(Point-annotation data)
————————

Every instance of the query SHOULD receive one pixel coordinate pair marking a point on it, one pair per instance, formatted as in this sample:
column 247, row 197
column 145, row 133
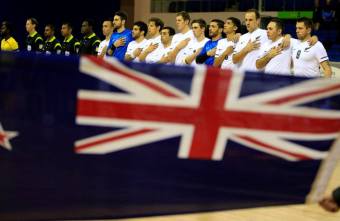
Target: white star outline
column 5, row 136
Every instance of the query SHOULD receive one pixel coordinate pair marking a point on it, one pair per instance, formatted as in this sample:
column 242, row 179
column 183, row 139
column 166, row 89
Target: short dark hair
column 9, row 25
column 185, row 15
column 122, row 15
column 200, row 21
column 307, row 22
column 158, row 22
column 34, row 21
column 51, row 26
column 142, row 26
column 90, row 22
column 236, row 23
column 171, row 30
column 110, row 20
column 278, row 22
column 68, row 24
column 219, row 22
column 257, row 14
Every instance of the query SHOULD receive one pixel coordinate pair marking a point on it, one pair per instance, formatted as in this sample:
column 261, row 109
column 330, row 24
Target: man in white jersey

————————

__Short exercise__
Copy all of the entries above word for word, leaving out the pictures.

__Task output__
Every instance of the query SHOULD receive one pixel coordinate pair marking a point on it, one pair per instance, formatted as in this sample:
column 247, row 197
column 145, row 133
Target: white star outline
column 5, row 136
Every instance of the query SHOULD receive one pixel coordinate pair marking a point on it, one pair per instance, formatted as in this sample:
column 242, row 179
column 183, row 139
column 166, row 89
Target: short dark hair
column 9, row 25
column 185, row 15
column 122, row 15
column 200, row 21
column 307, row 22
column 158, row 22
column 34, row 21
column 51, row 26
column 142, row 26
column 90, row 22
column 236, row 23
column 171, row 30
column 110, row 20
column 278, row 22
column 68, row 24
column 219, row 22
column 257, row 14
Every instance of the query SHOULD receive one pixel coordinate pair marking a point on it, one pair per instance, formatted as in this sample:
column 261, row 109
column 330, row 24
Target: man in white jersey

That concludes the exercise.